The battles of the future
"Here we mourn the year that was, a year that brought us nothing but grief. Then we'll lay our hands on our hearts and conquer our spirits; we should not lament that year, regret its days and nights, because the unknown is powerful and the battle fated to come may be terrible, imposing even greater terror upon us." (Lebanese columnist Arfan Nizam al-Din, in the Arabic-language newspaper al-Hayat)
Nizam al-Din listed last year's woes one by one. His article reads like a primordial Middle Eastern catalog. He lists three main flash-points in his elegy: the Israeli-Palestinian struggle, the war in Iraq and the crisis in Lebanon. He mentions the Iranian nuclear issue in passing, calling it "Peace gone, war here" because of the threat of regional strife.
Christmas isn't included among these three points. If conciliation and concord remain the exception, we can rest assured that these flash points will continue to smolder next year. It's no stretch to surmise that the Israeli-Palestinian conflict will remain just as intractable next Christmas - but could Israel and Hamas achieve a hudna (cease-fire)? Might Hamas and Fatah reconcile, thereby enabling a unified Palestinian Authority to exercise better governance of Gaza and the West Bank?
Either question could be answered with a yes, given the pressure both Egypt and Saudi Arabia are exercising on the Palestinian Authority and Hamas. If both goals were to be achieved next year, 2008 would be a good year.
Lebanon won't disappear from the headlines either. A presidential election, when it happens, won't cure all the ills of this country, which could have been a model of multiculturalism, a unique pearl in the Middle East: It officially recognizes 18 sects, it allows civil marriage, its constitution promises the right to freedom of religion.
But while this is the only Arab country whose basic legislation is not based on Islamic religious law, it is also the only country held captive by an organization. The very multiplicity of sects is also the source of woe and there is no way now, nor will there be next year, to get past this problem. The memory of the 15-year civil war still throbs as painfully as ever, but that doesn't mean the country can't fall apart.
Building an Iraqi nation
Another civil war possibly dying down is that in Iraq, the country that was liberated from a tyrant four years ago, only to crumble into components divided by sect and religion. The world learned about the "war between Sunnis and Shi'ites," and about the Middle Eastern model of an Arab nation that is only partly Arab, while another part is not (it's Kurdish).

---+---

▶ **Exercise**: Transcribe the passage from the Middle East commentary above, starting at "Lebanon won't disappear" and ending at "can't fall apart.".

(Labeled-object pointing entries)
---+---

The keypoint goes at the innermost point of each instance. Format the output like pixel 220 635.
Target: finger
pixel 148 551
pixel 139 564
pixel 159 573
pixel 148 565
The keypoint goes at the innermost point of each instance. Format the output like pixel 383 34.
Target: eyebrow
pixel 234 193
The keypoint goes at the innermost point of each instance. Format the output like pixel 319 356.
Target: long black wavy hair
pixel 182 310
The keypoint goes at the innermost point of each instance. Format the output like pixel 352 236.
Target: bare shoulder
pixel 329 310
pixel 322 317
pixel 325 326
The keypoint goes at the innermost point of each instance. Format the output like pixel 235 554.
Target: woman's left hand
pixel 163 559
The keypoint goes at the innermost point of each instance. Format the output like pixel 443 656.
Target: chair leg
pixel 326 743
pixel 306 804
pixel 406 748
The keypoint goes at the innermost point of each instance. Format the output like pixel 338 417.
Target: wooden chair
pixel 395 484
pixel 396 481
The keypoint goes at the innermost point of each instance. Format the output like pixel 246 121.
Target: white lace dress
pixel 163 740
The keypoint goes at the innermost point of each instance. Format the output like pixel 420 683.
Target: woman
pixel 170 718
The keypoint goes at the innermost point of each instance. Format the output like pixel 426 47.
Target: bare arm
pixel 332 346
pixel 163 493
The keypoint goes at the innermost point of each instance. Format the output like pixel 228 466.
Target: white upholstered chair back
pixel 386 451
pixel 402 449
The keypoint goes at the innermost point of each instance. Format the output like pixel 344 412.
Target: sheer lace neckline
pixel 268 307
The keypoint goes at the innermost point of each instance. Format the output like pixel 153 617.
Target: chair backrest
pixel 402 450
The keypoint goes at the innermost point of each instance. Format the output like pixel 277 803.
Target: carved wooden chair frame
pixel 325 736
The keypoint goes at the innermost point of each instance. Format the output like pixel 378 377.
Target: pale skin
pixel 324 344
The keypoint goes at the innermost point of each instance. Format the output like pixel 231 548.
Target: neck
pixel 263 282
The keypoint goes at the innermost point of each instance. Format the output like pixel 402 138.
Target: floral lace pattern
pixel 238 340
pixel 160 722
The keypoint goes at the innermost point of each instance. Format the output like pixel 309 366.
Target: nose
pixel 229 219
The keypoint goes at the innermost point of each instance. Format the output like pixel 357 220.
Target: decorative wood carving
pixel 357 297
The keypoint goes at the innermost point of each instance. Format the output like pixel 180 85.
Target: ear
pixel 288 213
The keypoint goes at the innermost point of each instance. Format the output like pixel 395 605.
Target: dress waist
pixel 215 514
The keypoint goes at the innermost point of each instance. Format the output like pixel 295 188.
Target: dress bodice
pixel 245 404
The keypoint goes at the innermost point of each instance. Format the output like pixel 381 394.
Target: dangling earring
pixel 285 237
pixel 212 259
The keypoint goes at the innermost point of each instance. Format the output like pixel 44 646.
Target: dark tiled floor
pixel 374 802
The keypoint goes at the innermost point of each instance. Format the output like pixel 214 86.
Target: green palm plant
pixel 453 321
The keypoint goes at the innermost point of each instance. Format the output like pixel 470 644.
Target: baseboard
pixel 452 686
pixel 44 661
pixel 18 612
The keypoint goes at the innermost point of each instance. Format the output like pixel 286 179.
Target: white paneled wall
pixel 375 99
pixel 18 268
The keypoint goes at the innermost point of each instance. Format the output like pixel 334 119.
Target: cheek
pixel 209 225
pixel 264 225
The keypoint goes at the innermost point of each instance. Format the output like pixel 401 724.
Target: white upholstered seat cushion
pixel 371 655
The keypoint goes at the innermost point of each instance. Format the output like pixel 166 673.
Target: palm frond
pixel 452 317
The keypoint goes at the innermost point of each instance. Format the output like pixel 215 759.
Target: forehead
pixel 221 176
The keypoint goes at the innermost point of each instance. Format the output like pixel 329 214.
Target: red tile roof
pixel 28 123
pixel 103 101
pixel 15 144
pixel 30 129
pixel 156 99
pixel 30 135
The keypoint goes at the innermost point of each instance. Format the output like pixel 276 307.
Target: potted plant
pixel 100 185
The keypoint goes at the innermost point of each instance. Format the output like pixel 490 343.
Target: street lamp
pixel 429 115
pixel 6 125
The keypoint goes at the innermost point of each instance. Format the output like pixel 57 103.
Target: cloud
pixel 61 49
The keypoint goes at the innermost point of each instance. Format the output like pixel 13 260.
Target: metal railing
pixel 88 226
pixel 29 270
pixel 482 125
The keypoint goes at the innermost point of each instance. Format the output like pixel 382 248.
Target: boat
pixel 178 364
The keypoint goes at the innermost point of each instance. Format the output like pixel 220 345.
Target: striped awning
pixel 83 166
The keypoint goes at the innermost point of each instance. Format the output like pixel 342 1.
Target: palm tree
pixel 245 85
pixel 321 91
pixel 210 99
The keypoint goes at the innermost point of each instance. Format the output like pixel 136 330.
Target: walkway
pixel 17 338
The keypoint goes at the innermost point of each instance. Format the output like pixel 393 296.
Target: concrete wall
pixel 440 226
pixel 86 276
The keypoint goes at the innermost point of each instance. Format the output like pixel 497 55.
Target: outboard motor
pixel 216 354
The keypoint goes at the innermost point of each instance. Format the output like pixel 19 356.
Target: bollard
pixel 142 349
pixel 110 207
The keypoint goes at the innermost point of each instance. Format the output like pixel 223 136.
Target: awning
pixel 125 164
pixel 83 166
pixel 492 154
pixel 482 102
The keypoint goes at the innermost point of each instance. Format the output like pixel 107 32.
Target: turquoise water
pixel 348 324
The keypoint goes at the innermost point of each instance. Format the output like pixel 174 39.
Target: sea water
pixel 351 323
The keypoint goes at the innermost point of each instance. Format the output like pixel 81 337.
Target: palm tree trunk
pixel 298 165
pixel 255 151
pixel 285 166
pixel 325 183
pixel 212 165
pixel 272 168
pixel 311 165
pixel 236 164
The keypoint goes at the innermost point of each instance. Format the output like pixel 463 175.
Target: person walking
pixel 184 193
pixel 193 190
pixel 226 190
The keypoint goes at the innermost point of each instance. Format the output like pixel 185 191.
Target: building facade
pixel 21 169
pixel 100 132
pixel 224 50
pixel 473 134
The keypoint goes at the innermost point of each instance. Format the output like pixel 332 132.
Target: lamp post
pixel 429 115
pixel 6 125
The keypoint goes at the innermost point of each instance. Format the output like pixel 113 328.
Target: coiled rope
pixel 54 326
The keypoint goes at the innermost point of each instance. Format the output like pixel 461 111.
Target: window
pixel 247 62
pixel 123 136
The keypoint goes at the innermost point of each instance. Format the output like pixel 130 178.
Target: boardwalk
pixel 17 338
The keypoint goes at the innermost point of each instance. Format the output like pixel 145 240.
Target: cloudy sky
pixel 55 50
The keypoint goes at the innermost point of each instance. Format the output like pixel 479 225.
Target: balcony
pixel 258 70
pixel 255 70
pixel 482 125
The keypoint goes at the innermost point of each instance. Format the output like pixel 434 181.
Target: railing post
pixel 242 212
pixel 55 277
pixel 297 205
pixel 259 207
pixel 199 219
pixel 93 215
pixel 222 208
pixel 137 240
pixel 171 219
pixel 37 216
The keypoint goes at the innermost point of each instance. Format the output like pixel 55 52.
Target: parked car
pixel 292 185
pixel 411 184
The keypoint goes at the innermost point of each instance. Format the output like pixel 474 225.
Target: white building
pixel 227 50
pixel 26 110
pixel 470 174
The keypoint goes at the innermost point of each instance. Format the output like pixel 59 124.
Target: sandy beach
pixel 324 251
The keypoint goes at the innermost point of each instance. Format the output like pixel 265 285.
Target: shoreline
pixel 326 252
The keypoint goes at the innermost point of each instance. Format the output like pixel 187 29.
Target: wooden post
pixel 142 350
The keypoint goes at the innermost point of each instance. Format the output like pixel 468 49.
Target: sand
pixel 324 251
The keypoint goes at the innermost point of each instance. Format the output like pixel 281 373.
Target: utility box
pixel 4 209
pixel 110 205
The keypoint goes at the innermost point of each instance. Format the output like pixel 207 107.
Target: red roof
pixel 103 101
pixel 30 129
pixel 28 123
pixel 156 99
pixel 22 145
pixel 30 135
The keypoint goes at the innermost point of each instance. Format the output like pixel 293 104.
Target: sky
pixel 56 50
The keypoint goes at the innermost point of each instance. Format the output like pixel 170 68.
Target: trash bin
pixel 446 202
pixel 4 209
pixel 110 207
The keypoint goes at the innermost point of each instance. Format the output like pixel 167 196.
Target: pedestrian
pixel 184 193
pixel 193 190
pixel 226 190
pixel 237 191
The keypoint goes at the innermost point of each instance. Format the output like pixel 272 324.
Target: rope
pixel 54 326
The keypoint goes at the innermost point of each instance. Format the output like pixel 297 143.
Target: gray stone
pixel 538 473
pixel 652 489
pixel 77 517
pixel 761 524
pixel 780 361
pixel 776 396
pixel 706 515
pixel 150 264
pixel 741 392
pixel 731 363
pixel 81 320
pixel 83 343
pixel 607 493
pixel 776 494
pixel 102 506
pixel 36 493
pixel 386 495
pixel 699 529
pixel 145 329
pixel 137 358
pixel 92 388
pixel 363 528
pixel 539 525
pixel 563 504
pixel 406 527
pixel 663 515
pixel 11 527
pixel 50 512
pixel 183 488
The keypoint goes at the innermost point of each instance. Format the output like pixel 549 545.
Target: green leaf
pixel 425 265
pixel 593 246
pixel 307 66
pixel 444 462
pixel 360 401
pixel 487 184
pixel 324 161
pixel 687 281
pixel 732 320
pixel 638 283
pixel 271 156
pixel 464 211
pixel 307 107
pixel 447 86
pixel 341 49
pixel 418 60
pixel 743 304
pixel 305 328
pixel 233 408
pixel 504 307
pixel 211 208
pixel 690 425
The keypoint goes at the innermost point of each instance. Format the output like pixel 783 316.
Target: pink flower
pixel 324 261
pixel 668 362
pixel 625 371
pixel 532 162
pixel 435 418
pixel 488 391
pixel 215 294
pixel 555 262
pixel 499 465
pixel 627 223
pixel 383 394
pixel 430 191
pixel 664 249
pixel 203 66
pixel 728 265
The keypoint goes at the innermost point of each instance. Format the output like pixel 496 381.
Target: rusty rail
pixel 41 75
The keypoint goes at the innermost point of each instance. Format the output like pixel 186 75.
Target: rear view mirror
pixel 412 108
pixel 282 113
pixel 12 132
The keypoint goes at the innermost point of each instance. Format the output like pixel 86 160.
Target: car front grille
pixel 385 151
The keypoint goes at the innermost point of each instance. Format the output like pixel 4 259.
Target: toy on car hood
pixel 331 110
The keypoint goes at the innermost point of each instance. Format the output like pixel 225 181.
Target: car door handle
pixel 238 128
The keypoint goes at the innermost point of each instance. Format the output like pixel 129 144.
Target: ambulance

---+---

▶ **Task result**:
Lebanon won't disappear from the headlines either. A presidential election, when it happens, won't cure all the ills of this country, which could have been a model of multiculturalism, a unique pearl in the Middle East: It officially recognizes 18 sects, it allows civil marriage, its constitution promises the right to freedom of religion.
But while this is the only Arab country whose basic legislation is not based on Islamic religious law, it is also the only country held captive by an organization. The very multiplicity of sects is also the source of woe and there is no way now, nor will there be next year, to get past this problem. The memory of the 15-year civil war still throbs as painfully as ever, but that doesn't mean the country can't fall apart.